[Excerpts from segmentation records]
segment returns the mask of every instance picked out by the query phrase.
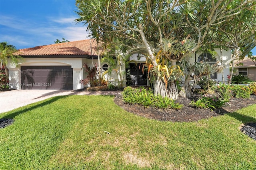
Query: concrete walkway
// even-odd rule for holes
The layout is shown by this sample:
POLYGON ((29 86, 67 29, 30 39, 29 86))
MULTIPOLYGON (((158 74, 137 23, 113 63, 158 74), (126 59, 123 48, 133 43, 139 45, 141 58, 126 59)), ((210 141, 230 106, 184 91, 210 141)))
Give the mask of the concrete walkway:
POLYGON ((68 90, 14 90, 0 93, 0 113, 50 97, 67 95, 114 95, 120 91, 76 91, 68 90))

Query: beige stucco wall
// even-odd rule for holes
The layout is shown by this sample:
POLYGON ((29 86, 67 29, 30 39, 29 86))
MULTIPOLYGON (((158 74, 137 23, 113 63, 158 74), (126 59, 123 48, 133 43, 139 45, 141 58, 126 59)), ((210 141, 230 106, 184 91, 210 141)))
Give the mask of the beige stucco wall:
POLYGON ((9 83, 10 88, 15 89, 21 89, 20 84, 21 66, 50 66, 71 65, 73 69, 73 90, 77 90, 84 87, 79 84, 79 81, 84 77, 82 68, 82 59, 76 58, 25 58, 17 66, 10 64, 7 65, 9 69, 9 83))
POLYGON ((253 81, 256 81, 256 67, 248 68, 248 77, 253 81))
MULTIPOLYGON (((219 64, 221 64, 220 61, 220 49, 215 49, 215 51, 217 52, 217 55, 216 57, 216 59, 217 61, 220 61, 219 64)), ((190 62, 191 63, 194 63, 195 61, 197 61, 198 56, 201 54, 201 53, 196 54, 196 56, 195 56, 194 54, 192 54, 192 56, 190 58, 190 62), (195 58, 196 57, 196 58, 195 58)), ((143 55, 140 55, 141 57, 140 60, 138 60, 137 59, 137 56, 138 54, 134 54, 132 55, 130 57, 130 60, 134 60, 136 61, 138 63, 145 63, 146 58, 144 57, 143 55)), ((228 75, 230 74, 229 73, 229 62, 228 62, 228 60, 231 58, 231 49, 229 49, 227 51, 224 49, 222 49, 222 61, 223 67, 224 69, 223 69, 223 73, 224 75, 224 79, 226 82, 227 82, 227 76, 228 75)), ((222 77, 221 73, 217 73, 217 79, 215 80, 218 82, 222 82, 222 77)))

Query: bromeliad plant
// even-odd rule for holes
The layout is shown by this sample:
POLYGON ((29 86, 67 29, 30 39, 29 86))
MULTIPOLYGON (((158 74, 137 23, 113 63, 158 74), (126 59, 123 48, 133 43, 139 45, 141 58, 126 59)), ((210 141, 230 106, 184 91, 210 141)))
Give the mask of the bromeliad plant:
POLYGON ((148 67, 148 78, 152 82, 154 81, 154 95, 166 96, 170 99, 178 98, 178 90, 176 83, 183 74, 178 65, 171 65, 171 63, 164 57, 162 57, 161 51, 156 55, 157 67, 153 66, 147 60, 145 65, 148 67))

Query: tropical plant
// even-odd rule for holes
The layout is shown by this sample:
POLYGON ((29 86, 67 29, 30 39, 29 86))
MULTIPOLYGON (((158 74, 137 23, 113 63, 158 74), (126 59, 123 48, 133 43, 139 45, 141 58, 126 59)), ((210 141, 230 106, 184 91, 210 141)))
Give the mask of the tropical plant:
POLYGON ((143 87, 136 89, 126 87, 124 89, 122 95, 123 101, 131 105, 136 104, 145 107, 175 109, 180 109, 183 106, 167 96, 163 97, 160 95, 155 96, 152 90, 146 89, 143 87))
MULTIPOLYGON (((102 39, 111 33, 122 40, 134 41, 133 47, 143 44, 147 57, 156 69, 159 63, 156 49, 159 46, 163 57, 175 65, 178 61, 176 58, 189 56, 189 51, 195 52, 208 41, 206 36, 212 26, 229 21, 242 9, 247 9, 248 0, 230 8, 233 1, 236 2, 77 0, 76 12, 79 16, 76 20, 83 22, 88 30, 95 31, 102 39), (190 43, 192 45, 188 47, 190 43), (173 49, 170 50, 169 47, 173 49)), ((155 77, 160 82, 157 84, 164 84, 157 75, 155 77)), ((165 86, 161 85, 161 88, 160 91, 165 93, 165 86)))
POLYGON ((249 99, 252 91, 248 86, 244 85, 231 86, 230 89, 233 96, 236 98, 249 99))
POLYGON ((203 76, 197 80, 197 84, 201 87, 201 89, 207 91, 211 89, 216 84, 216 81, 211 79, 209 76, 203 76))
POLYGON ((193 107, 198 109, 210 109, 212 110, 212 109, 216 109, 215 107, 211 105, 210 101, 208 101, 204 98, 199 99, 195 101, 193 100, 190 103, 190 105, 193 107))
POLYGON ((22 57, 18 55, 14 55, 13 53, 17 51, 15 47, 9 44, 7 42, 0 42, 0 63, 1 65, 4 66, 5 71, 6 78, 5 79, 4 88, 6 87, 6 84, 9 79, 9 72, 6 65, 8 60, 11 63, 17 65, 22 57))
POLYGON ((249 87, 252 91, 252 93, 256 95, 256 82, 251 83, 250 84, 249 87))
POLYGON ((232 84, 247 84, 252 82, 248 77, 242 74, 235 74, 232 77, 231 80, 232 84))
POLYGON ((4 87, 6 81, 6 76, 4 66, 0 67, 0 89, 4 87))
POLYGON ((84 72, 87 74, 86 77, 80 80, 80 83, 84 85, 88 83, 90 87, 103 86, 108 85, 108 82, 104 77, 99 74, 97 65, 95 64, 92 68, 90 67, 87 63, 84 64, 84 72))
POLYGON ((129 59, 131 56, 129 54, 130 50, 122 44, 123 42, 117 38, 110 38, 108 36, 106 38, 108 39, 105 40, 102 43, 102 46, 104 47, 103 48, 105 49, 102 62, 108 63, 109 67, 103 75, 107 74, 108 79, 110 75, 114 71, 117 76, 115 80, 118 82, 118 86, 123 87, 125 86, 126 69, 128 67, 129 63, 136 61, 129 59))
POLYGON ((230 86, 228 85, 220 83, 216 86, 215 91, 220 97, 224 100, 229 101, 232 96, 230 86))

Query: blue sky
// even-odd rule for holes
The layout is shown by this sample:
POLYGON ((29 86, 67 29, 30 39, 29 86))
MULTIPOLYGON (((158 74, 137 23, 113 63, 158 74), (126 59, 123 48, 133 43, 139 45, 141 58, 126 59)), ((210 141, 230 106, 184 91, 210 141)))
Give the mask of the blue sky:
POLYGON ((0 42, 17 49, 88 39, 75 0, 0 0, 0 42))
MULTIPOLYGON (((76 24, 75 0, 0 0, 0 42, 17 49, 88 39, 86 28, 76 24)), ((252 50, 256 55, 256 47, 252 50)))

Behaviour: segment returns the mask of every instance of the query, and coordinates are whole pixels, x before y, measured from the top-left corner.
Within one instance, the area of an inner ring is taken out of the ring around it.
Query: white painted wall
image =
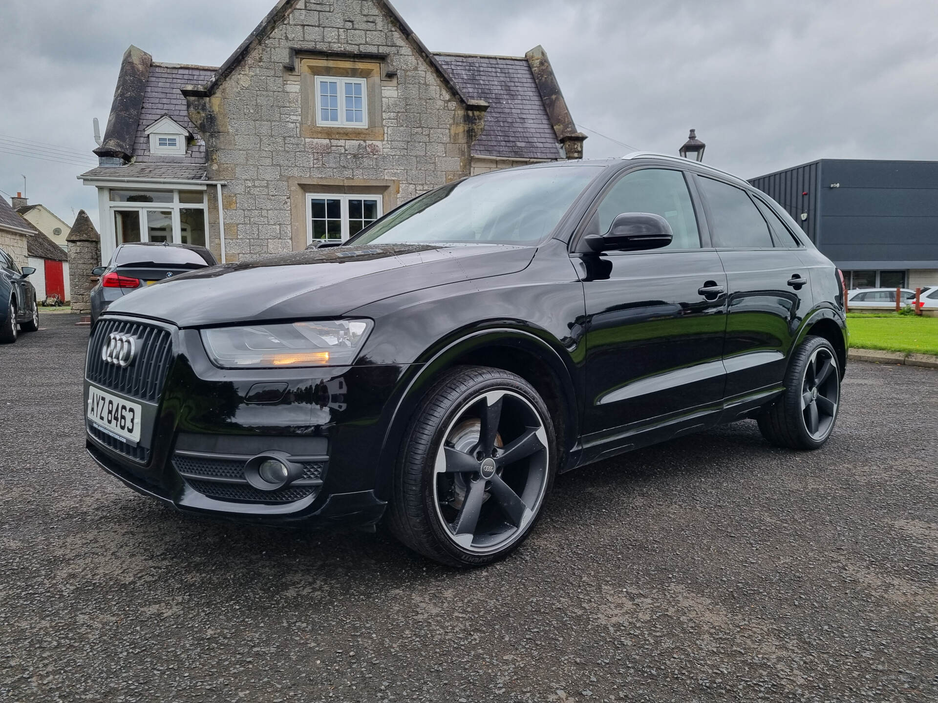
[[[23,217],[63,249],[68,248],[65,238],[71,232],[71,227],[45,205],[37,205]],[[62,232],[56,234],[56,229]]]

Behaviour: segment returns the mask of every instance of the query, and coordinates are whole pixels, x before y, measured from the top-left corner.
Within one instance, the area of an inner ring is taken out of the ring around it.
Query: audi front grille
[[[134,356],[127,366],[108,361],[102,354],[110,344],[112,335],[134,339]],[[169,331],[161,327],[129,320],[101,318],[88,344],[84,375],[88,381],[102,388],[156,402],[159,399],[169,370],[172,347]]]

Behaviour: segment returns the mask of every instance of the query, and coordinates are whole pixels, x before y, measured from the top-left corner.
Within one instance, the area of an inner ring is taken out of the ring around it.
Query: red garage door
[[[46,297],[53,294],[65,300],[65,277],[62,275],[62,262],[46,259]]]

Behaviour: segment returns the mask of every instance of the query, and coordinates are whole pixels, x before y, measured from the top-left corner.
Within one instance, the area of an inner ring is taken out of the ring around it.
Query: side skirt
[[[781,385],[760,388],[734,396],[722,402],[699,406],[676,415],[652,418],[581,439],[570,452],[571,460],[561,472],[608,459],[626,452],[658,444],[683,435],[701,432],[718,425],[726,425],[754,417],[765,405],[782,394]]]

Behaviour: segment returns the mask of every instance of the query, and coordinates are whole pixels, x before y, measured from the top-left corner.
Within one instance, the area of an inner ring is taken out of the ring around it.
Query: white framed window
[[[316,76],[316,125],[368,127],[365,79]]]
[[[144,132],[150,139],[150,154],[186,156],[189,130],[168,114],[164,114],[146,127]]]
[[[307,243],[344,242],[382,216],[380,195],[307,193]]]
[[[113,247],[171,242],[207,247],[205,190],[108,190]],[[113,247],[111,247],[113,250]]]

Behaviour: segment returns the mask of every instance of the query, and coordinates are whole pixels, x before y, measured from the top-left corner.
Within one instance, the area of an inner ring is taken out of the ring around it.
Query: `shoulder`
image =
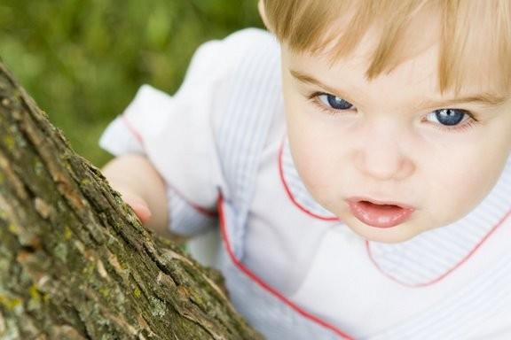
[[[256,68],[274,65],[279,56],[279,45],[273,35],[259,28],[245,28],[202,43],[191,60],[187,75],[197,74],[202,81],[205,78],[247,77],[252,75],[251,70],[257,72]],[[241,69],[244,72],[240,73]]]

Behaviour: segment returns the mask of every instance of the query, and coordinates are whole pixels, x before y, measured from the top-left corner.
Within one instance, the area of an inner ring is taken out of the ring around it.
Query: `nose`
[[[362,145],[356,153],[355,164],[366,178],[378,181],[403,180],[414,170],[406,156],[406,139],[397,128],[373,127],[363,132]]]

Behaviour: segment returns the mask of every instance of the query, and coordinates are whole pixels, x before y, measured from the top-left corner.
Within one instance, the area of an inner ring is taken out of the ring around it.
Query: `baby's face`
[[[485,103],[499,98],[479,79],[441,96],[435,43],[367,81],[369,46],[333,66],[282,46],[288,138],[319,204],[369,240],[402,242],[461,219],[489,193],[511,151],[511,104]]]

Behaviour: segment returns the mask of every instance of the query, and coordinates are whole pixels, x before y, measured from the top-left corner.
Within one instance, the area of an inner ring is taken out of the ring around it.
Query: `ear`
[[[266,19],[266,11],[264,10],[264,0],[259,0],[257,4],[257,8],[259,9],[259,15],[264,23],[264,26],[269,31],[271,31],[270,25],[268,25],[268,19]]]

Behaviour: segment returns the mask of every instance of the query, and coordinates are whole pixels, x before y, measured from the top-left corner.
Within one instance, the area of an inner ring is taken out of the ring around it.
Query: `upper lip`
[[[360,201],[366,201],[366,202],[371,202],[374,205],[397,205],[401,208],[404,209],[410,209],[410,210],[415,210],[415,207],[405,203],[401,203],[401,202],[397,202],[394,200],[383,200],[383,199],[375,199],[375,198],[372,198],[372,197],[364,197],[364,196],[356,196],[356,197],[351,197],[346,199],[348,202],[350,203],[357,203],[357,202],[360,202]]]

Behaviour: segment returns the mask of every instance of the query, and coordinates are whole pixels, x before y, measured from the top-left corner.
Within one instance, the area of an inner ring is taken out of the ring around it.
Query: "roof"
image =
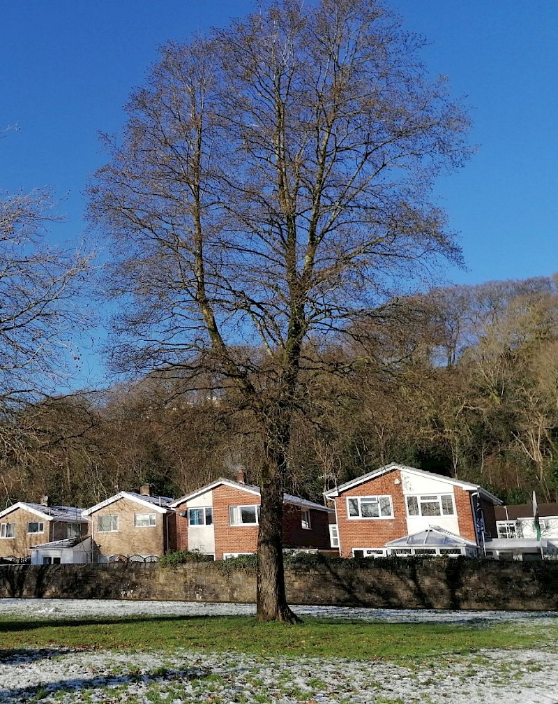
[[[418,546],[426,546],[427,547],[451,548],[455,546],[469,546],[472,548],[476,547],[476,543],[462,538],[460,535],[451,533],[440,526],[429,526],[425,530],[422,530],[418,533],[413,533],[410,535],[405,535],[402,538],[397,538],[396,540],[390,540],[386,543],[386,546],[390,548],[395,547],[417,547]]]
[[[145,494],[136,494],[134,491],[120,491],[119,494],[115,494],[114,496],[109,496],[104,501],[91,506],[91,508],[86,509],[83,511],[83,515],[89,516],[91,513],[99,511],[106,506],[110,506],[111,503],[119,501],[122,498],[127,498],[147,508],[155,509],[157,513],[167,513],[169,504],[173,501],[170,496],[148,496]]]
[[[191,501],[193,498],[195,498],[197,496],[200,496],[207,491],[211,491],[217,486],[223,484],[230,486],[231,489],[246,491],[247,494],[251,494],[254,496],[261,496],[259,486],[255,486],[254,484],[242,484],[240,482],[233,482],[232,479],[226,479],[221,477],[212,482],[212,484],[206,484],[205,486],[202,486],[201,489],[196,489],[195,491],[193,491],[191,494],[186,494],[186,496],[182,496],[181,498],[176,499],[176,501],[173,501],[170,504],[169,508],[176,508],[181,503]],[[309,501],[306,498],[301,498],[300,496],[294,496],[292,494],[284,494],[283,501],[285,503],[294,504],[296,506],[301,506],[303,508],[313,508],[317,511],[325,511],[326,513],[334,513],[334,509],[330,508],[328,506],[324,506],[322,503],[315,503],[313,501]]]
[[[8,506],[0,511],[0,518],[8,515],[17,509],[22,509],[34,513],[35,515],[45,521],[59,521],[62,523],[84,523],[84,509],[76,506],[44,506],[41,503],[29,503],[26,501],[18,501],[13,506]]]
[[[533,518],[532,503],[519,503],[513,506],[496,506],[494,513],[497,521],[514,521],[517,518]],[[558,517],[558,503],[539,503],[540,518]]]
[[[495,496],[493,494],[491,494],[490,491],[487,491],[486,489],[483,489],[482,486],[479,486],[478,484],[471,484],[470,482],[462,482],[460,479],[453,479],[451,477],[444,477],[443,474],[436,474],[434,472],[426,472],[424,470],[417,470],[416,467],[407,467],[405,465],[399,465],[396,462],[390,463],[390,464],[385,465],[384,467],[380,467],[379,469],[375,470],[373,472],[369,472],[366,474],[363,474],[361,477],[357,477],[356,479],[351,479],[349,482],[346,482],[344,484],[341,484],[339,486],[337,486],[335,489],[330,489],[329,491],[325,492],[325,498],[335,498],[336,496],[339,496],[340,494],[342,494],[350,489],[353,489],[354,486],[358,486],[360,484],[364,484],[365,482],[369,482],[370,479],[375,479],[377,477],[381,477],[382,474],[396,470],[407,472],[412,474],[416,474],[418,477],[427,477],[440,479],[447,484],[452,484],[454,486],[460,486],[466,491],[478,491],[483,498],[486,499],[491,503],[500,504],[502,503],[500,499],[498,498],[498,496]]]

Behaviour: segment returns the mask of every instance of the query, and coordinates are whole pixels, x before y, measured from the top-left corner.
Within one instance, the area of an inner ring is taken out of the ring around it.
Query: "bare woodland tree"
[[[375,0],[285,0],[169,44],[91,189],[124,297],[117,363],[187,375],[202,360],[261,429],[261,620],[295,618],[283,493],[320,370],[306,346],[459,259],[429,194],[467,156],[468,122],[421,44]]]
[[[83,322],[77,298],[90,257],[45,241],[47,224],[58,219],[45,191],[0,198],[3,411],[51,391],[67,357],[67,341]]]

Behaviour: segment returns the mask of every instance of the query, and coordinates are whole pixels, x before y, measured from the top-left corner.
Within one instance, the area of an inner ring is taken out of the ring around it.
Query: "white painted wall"
[[[409,494],[441,494],[453,495],[453,485],[443,479],[435,477],[422,477],[401,470],[401,486],[403,495]],[[454,498],[455,506],[455,498]],[[429,526],[439,526],[451,533],[459,535],[459,523],[457,515],[455,516],[407,516],[407,532],[409,535],[420,533]]]
[[[187,508],[203,508],[213,506],[213,491],[209,490],[186,503]],[[188,545],[190,550],[197,550],[206,555],[215,554],[215,531],[211,526],[188,527]]]

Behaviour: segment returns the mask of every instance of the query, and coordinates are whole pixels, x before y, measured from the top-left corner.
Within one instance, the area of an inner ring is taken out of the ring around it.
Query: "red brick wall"
[[[460,486],[454,486],[453,498],[455,501],[455,510],[458,512],[459,534],[462,538],[467,538],[476,543],[476,534],[471,506],[471,494]]]
[[[258,526],[229,524],[229,506],[258,505],[257,494],[221,484],[213,490],[213,526],[215,534],[215,559],[222,560],[223,553],[255,553],[258,549]],[[178,506],[175,518],[176,550],[188,550],[188,518],[179,515],[186,510],[186,503]],[[299,506],[285,504],[283,514],[283,543],[285,548],[330,547],[328,514],[311,510],[311,528],[302,527]]]
[[[229,525],[229,506],[259,504],[259,496],[221,484],[213,490],[213,525],[215,530],[215,559],[223,553],[255,553],[258,549],[257,526]]]
[[[382,548],[389,540],[407,534],[407,511],[398,470],[353,486],[335,499],[341,556],[352,556],[353,548]],[[348,518],[348,496],[391,496],[394,518]]]

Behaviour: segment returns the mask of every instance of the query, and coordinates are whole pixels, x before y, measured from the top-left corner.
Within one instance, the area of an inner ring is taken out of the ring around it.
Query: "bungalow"
[[[496,560],[540,560],[558,555],[558,503],[538,504],[537,538],[532,503],[496,506],[497,537],[487,542],[486,554]]]
[[[332,509],[284,495],[285,549],[327,550]],[[216,560],[257,551],[259,487],[219,479],[169,505],[176,511],[178,550],[198,551]]]
[[[87,520],[83,509],[51,506],[48,496],[40,503],[18,501],[0,511],[0,558],[27,558],[37,545],[84,536]]]
[[[502,502],[468,482],[395,463],[327,491],[342,557],[476,555]]]
[[[172,498],[120,491],[83,512],[93,541],[92,560],[110,562],[137,557],[154,560],[174,546]]]

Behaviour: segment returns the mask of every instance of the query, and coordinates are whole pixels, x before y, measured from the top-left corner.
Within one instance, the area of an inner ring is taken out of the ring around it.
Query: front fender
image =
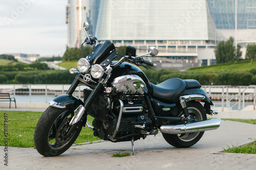
[[[49,102],[50,106],[57,108],[70,108],[75,110],[80,105],[83,105],[83,102],[79,98],[72,95],[62,94]]]

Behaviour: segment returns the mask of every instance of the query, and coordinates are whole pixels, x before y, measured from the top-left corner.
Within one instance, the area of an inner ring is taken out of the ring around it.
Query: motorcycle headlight
[[[77,62],[77,68],[82,72],[88,71],[90,66],[90,62],[84,58],[80,58]]]
[[[91,74],[95,79],[100,78],[104,74],[104,69],[99,64],[94,64],[91,69]]]

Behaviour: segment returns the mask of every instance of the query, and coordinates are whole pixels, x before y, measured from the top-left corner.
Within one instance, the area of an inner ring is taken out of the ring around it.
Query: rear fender
[[[193,88],[185,91],[181,96],[186,99],[187,102],[200,102],[204,103],[204,108],[206,113],[212,115],[212,111],[210,109],[210,105],[214,104],[208,94],[201,88]]]
[[[196,102],[207,103],[210,105],[214,105],[210,99],[209,94],[206,93],[206,92],[201,88],[193,88],[186,90],[181,95],[181,97],[185,98],[187,102],[195,101]]]
[[[59,95],[49,102],[50,106],[57,108],[69,108],[75,110],[79,106],[83,106],[83,102],[79,98],[72,95]]]

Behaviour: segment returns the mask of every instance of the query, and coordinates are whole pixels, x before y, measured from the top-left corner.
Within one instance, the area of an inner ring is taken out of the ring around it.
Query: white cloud
[[[63,0],[1,1],[0,54],[56,56],[65,52],[67,3]]]

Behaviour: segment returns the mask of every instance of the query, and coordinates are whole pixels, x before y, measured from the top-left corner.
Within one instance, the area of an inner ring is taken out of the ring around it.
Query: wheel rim
[[[188,112],[191,116],[194,117],[196,122],[202,121],[203,120],[203,115],[201,111],[197,108],[194,107],[189,107],[187,108]],[[183,113],[181,113],[179,116],[184,117]],[[196,138],[200,132],[185,133],[177,134],[178,137],[184,142],[188,142]]]
[[[72,117],[72,112],[66,111],[61,113],[54,121],[50,129],[48,141],[52,149],[57,150],[64,147],[72,139],[76,131],[74,131],[70,136],[67,134],[70,129],[70,120]]]

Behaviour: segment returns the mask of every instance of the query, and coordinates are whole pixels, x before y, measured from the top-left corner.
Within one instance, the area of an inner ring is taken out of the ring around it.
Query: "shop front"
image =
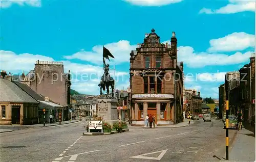
[[[132,125],[144,125],[147,115],[156,117],[157,125],[174,124],[174,96],[166,94],[132,95]]]

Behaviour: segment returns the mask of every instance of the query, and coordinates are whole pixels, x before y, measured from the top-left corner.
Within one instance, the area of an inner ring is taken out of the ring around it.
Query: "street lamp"
[[[46,126],[46,110],[44,109],[42,111],[44,112],[44,126]]]

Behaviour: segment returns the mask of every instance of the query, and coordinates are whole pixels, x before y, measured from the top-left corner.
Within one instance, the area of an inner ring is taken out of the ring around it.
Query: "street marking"
[[[190,147],[188,149],[191,149],[191,148],[197,148],[196,147]]]
[[[198,151],[187,151],[187,153],[188,153],[188,152],[194,152],[195,153],[197,153],[198,152]]]
[[[173,153],[181,153],[182,152],[181,151],[177,151],[177,152],[172,152]]]
[[[163,155],[166,153],[167,150],[163,150],[162,151],[156,151],[156,152],[151,152],[151,153],[145,153],[142,155],[137,155],[135,156],[132,156],[130,157],[130,158],[142,158],[142,159],[151,159],[151,160],[160,160],[163,157]],[[150,154],[152,154],[154,153],[158,153],[158,152],[161,152],[159,155],[157,157],[149,157],[149,156],[143,156],[144,155],[147,155]]]
[[[179,133],[179,134],[178,134],[177,135],[181,135],[181,134],[186,134],[186,133],[187,133],[188,132],[184,132],[184,133]]]
[[[75,161],[76,160],[76,158],[77,158],[77,156],[78,156],[78,155],[77,154],[72,155],[71,157],[70,157],[69,160]]]
[[[89,151],[89,152],[83,152],[83,153],[78,153],[78,154],[75,154],[75,155],[81,155],[81,154],[86,154],[86,153],[91,153],[91,152],[96,152],[96,151],[100,151],[100,150],[95,150],[95,151]],[[73,155],[69,155],[69,156],[63,156],[63,157],[58,157],[58,158],[55,158],[54,159],[54,160],[55,161],[60,161],[64,157],[70,157],[70,156],[73,156]]]
[[[170,135],[170,136],[165,136],[165,137],[159,137],[158,138],[156,138],[155,139],[155,140],[157,140],[157,139],[162,139],[162,138],[165,138],[166,137],[171,137],[172,135]]]
[[[137,144],[138,144],[138,143],[140,143],[144,142],[145,141],[140,141],[140,142],[133,143],[132,144],[129,144],[121,145],[121,146],[119,146],[118,147],[123,147],[123,146],[129,146],[129,145],[131,145]]]

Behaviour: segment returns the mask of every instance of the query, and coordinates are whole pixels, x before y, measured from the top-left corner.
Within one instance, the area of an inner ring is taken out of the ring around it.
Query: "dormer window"
[[[155,47],[156,46],[156,40],[154,39],[152,39],[151,40],[151,46],[152,47]]]

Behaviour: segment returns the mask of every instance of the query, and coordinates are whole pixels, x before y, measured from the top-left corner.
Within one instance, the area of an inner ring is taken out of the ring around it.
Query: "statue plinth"
[[[98,116],[105,121],[116,120],[117,116],[117,100],[111,98],[99,98],[98,101]]]

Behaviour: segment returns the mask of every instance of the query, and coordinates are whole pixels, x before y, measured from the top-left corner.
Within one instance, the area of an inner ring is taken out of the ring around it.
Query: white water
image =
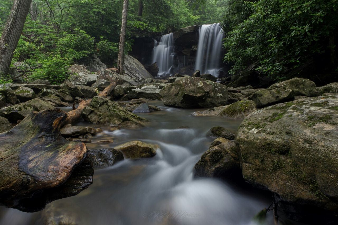
[[[222,69],[223,36],[219,23],[201,26],[195,70],[199,70],[201,74],[210,73],[218,76],[219,71]]]
[[[165,34],[161,37],[160,43],[154,41],[152,50],[152,63],[156,62],[159,74],[171,74],[171,69],[174,62],[174,38],[172,33]]]

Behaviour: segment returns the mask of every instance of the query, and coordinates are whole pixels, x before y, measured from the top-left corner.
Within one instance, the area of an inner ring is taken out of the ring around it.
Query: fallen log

[Requirement]:
Count the lines of the records above that contain the word "front". Reply with the number alone.

[Task result]:
3